Format the lines below as a JSON array of strings, with one string per line and any blank lines omitted.
— Begin —
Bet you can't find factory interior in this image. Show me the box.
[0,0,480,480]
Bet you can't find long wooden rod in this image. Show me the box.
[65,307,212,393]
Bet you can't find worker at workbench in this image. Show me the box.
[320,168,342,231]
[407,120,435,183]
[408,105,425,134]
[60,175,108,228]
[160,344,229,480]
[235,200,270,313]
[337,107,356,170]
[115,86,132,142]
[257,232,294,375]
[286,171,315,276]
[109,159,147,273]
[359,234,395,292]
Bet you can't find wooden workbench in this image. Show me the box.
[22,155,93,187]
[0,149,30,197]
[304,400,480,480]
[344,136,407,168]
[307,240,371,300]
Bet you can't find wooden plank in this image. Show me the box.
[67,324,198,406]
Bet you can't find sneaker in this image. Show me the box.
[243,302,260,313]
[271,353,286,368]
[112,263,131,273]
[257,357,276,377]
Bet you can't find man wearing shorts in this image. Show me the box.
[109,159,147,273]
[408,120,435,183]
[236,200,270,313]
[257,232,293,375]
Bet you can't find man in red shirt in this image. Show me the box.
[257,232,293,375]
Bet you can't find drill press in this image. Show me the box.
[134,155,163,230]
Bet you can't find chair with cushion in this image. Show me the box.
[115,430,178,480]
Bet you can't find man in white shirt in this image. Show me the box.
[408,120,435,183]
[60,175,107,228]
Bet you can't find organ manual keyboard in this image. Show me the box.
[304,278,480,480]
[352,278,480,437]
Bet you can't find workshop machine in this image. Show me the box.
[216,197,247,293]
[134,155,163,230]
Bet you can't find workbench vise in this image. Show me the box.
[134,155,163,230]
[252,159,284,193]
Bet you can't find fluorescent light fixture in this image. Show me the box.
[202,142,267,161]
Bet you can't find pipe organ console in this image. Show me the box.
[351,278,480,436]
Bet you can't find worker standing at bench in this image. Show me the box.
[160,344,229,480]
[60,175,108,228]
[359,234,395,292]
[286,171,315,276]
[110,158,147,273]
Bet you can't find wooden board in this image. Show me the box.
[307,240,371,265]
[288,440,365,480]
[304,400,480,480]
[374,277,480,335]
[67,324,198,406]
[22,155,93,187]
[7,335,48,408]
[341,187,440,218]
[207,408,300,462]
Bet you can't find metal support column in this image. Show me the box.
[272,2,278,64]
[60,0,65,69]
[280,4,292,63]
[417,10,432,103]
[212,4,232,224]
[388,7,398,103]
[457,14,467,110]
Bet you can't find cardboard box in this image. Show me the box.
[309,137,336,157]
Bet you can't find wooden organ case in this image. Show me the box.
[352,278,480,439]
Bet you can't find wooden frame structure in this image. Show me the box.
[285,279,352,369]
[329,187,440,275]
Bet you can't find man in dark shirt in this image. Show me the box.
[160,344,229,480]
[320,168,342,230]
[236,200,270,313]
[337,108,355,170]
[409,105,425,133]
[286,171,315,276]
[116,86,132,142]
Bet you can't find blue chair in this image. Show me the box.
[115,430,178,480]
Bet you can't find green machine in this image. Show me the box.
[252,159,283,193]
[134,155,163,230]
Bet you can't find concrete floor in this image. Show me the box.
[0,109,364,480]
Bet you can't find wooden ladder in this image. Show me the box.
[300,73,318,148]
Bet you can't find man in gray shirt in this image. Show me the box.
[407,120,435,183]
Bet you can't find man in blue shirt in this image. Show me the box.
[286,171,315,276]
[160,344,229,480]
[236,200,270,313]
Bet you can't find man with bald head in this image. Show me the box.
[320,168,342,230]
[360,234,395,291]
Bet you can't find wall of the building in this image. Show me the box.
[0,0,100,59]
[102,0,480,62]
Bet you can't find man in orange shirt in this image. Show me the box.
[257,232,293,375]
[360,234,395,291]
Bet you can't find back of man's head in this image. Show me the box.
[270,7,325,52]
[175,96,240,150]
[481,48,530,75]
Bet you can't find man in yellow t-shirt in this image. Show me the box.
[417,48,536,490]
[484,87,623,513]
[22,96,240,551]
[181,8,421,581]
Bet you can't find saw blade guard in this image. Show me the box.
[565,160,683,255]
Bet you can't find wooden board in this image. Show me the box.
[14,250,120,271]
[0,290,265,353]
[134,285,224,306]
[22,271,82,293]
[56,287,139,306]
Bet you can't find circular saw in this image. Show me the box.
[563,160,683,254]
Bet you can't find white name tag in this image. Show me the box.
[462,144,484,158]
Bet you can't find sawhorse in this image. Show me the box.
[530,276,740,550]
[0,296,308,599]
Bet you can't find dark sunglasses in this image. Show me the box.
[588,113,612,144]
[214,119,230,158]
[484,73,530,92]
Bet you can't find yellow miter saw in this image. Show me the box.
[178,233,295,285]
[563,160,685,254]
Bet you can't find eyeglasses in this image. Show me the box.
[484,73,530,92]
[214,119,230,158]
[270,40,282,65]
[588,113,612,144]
— End —
◆ **Solution for this problem**
[
  "Bet you can't find factory interior in this image. Show me the box.",
  "[0,0,480,480]",
  "Bet you can't find long wooden rod in this image. Show me the box.",
  "[65,307,212,393]",
  "Bet you can't find worker at workbench in this image. Show me the box.",
  "[320,168,342,231]",
  "[407,120,435,183]",
  "[408,105,425,134]",
  "[60,175,108,228]",
  "[160,344,229,480]",
  "[235,200,270,313]",
  "[337,107,356,170]",
  "[115,86,132,142]",
  "[257,232,294,375]",
  "[286,171,315,276]",
  "[109,159,147,273]",
  "[359,234,395,292]",
  "Bet you can't find wooden workbench in this image. Show me the box.",
  "[22,155,93,187]",
  "[0,149,30,197]",
  "[304,400,480,480]",
  "[344,136,407,168]",
  "[307,240,371,300]",
  "Bet you can't find wooden plank in this image. Show me the box.",
  "[67,324,198,406]",
  "Bet you can't find sneaker in this image. Show me the box.",
  "[243,302,260,313]",
  "[271,353,286,368]",
  "[112,263,131,273]",
  "[257,357,276,377]",
  "Bet you can't find man wearing shorts in this image. Show me the box.",
  "[109,159,147,273]",
  "[408,120,435,183]",
  "[236,200,270,313]",
  "[257,232,293,375]",
  "Bet you can't find man in red shirt in this image. Show me the box.",
  "[257,232,293,375]",
  "Bet you can't find drill press in this image. Show me the box.",
  "[134,155,163,230]",
  "Bet you can't find chair with cushion in this image. Show me the box.",
  "[115,430,178,480]",
  "Bet you can't find man in white shirt in this image. Show me the box.",
  "[408,120,435,183]",
  "[60,175,107,228]",
  "Bet you can't find organ manual keyboard in this image. Show me the box.",
  "[304,278,480,480]",
  "[352,278,480,437]",
  "Bet you can't find workshop machine in this image. Show me the box.",
  "[216,197,247,293]",
  "[134,155,163,230]",
  "Bet you can't find workbench vise in this image. Show me the box.",
  "[134,155,163,230]",
  "[252,159,284,193]",
  "Bet you can't find fluorescent light fixture in this image. Show me the box.",
  "[202,142,267,161]",
  "Bet you can't find pipe organ console in this image. Show me the box.",
  "[351,278,480,436]",
  "Bet you can't find worker standing at bench in this image. Show me the box.",
  "[160,344,229,480]",
  "[60,175,108,228]",
  "[359,234,395,292]",
  "[286,171,315,276]",
  "[110,158,147,273]",
  "Bet you can't find wooden board in this image. Show me the box.",
  "[307,240,371,265]",
  "[288,440,365,480]",
  "[304,400,480,480]",
  "[374,277,480,335]",
  "[67,324,198,406]",
  "[22,155,93,187]",
  "[7,335,48,408]",
  "[341,187,440,218]",
  "[207,408,300,462]",
  "Bet you can't find metal support column in this image. Show me the box.",
  "[272,2,278,64]",
  "[60,0,65,69]",
  "[280,4,292,63]",
  "[417,10,432,103]",
  "[212,4,232,224]",
  "[388,7,398,103]",
  "[457,14,467,110]",
  "Bet you can't find cardboard box in this image. Show me the box.",
  "[309,137,336,157]",
  "Bet you can't find wooden organ case in this image. Show me the box.",
  "[352,278,480,439]",
  "Bet you can't find wooden frame structure in this image. Show me the box.",
  "[285,279,352,369]",
  "[329,187,440,275]",
  "Bet you can't find man in dark shirt in this image. Show me the box.",
  "[160,344,229,480]",
  "[320,168,342,230]",
  "[236,200,270,313]",
  "[337,108,355,170]",
  "[409,105,425,133]",
  "[286,171,315,276]",
  "[116,86,132,142]",
  "Bet you can't find blue chair in this image. Show me the box.",
  "[115,430,178,480]",
  "Bet you can't find green machine in this image. Show me the box.",
  "[252,159,283,193]",
  "[134,155,163,230]",
  "Bet you can't find concrete floor in this image. Show me the box.",
  "[0,109,364,480]",
  "Bet you can't find wooden ladder in this image. Show me the box.",
  "[300,73,318,148]",
  "Bet you can't find man in gray shirt in this image. Show me the box.",
  "[407,120,435,183]",
  "Bet you can't find man in blue shirt in this image. Show me the box.",
  "[286,171,315,276]",
  "[160,344,229,480]",
  "[236,200,270,313]",
  "Bet you can't find man with bald head in this image. Show me the box.",
  "[320,168,342,230]",
  "[360,234,395,291]",
  "Bet you can't find wall of the building in this image. Show me the box.",
  "[0,0,100,59]",
  "[102,0,480,62]",
  "Bet you can't find man in orange shirt in this image. Show me the box.",
  "[257,232,293,375]",
  "[360,234,395,291]",
  "Bet you can't find back of man's head in this image. Show me the box.",
  "[270,7,325,52]",
  "[175,96,240,150]",
  "[481,48,530,75]",
  "Bet you can't find man in yellow t-shirt in this image. Show me the box.",
  "[417,48,536,490]",
  "[484,87,623,513]",
  "[22,96,240,551]",
  "[181,8,421,581]",
  "Bet you can't find saw blade guard in this image. Show me the box.",
  "[565,160,683,255]",
  "Bet you can't find wooden board in this image. Show me the box.",
  "[14,250,120,271]",
  "[0,290,265,353]",
  "[134,285,224,306]",
  "[22,271,82,293]",
  "[56,287,139,306]",
  "Bet you can't find circular saw in this image. Show me the box.",
  "[563,160,683,254]",
  "Bet you can't find white name tag in this image. Show me the box.",
  "[462,144,484,158]",
  "Bet you can't find sawhorse in this image. Show me the box.",
  "[530,276,740,550]",
  "[0,296,308,599]",
  "Bet you can't find dark sunglasses in this image. Show me the box.",
  "[588,113,612,144]",
  "[214,119,230,158]",
  "[484,73,530,92]",
  "Bet you can't find yellow miter saw in this image. Show me the box.",
  "[178,233,295,285]",
  "[563,160,685,254]",
  "Bet you can't find eyeglasses in this image. Show me the box.",
  "[484,73,530,92]",
  "[214,119,230,158]",
  "[270,40,282,65]",
  "[588,113,612,144]"
]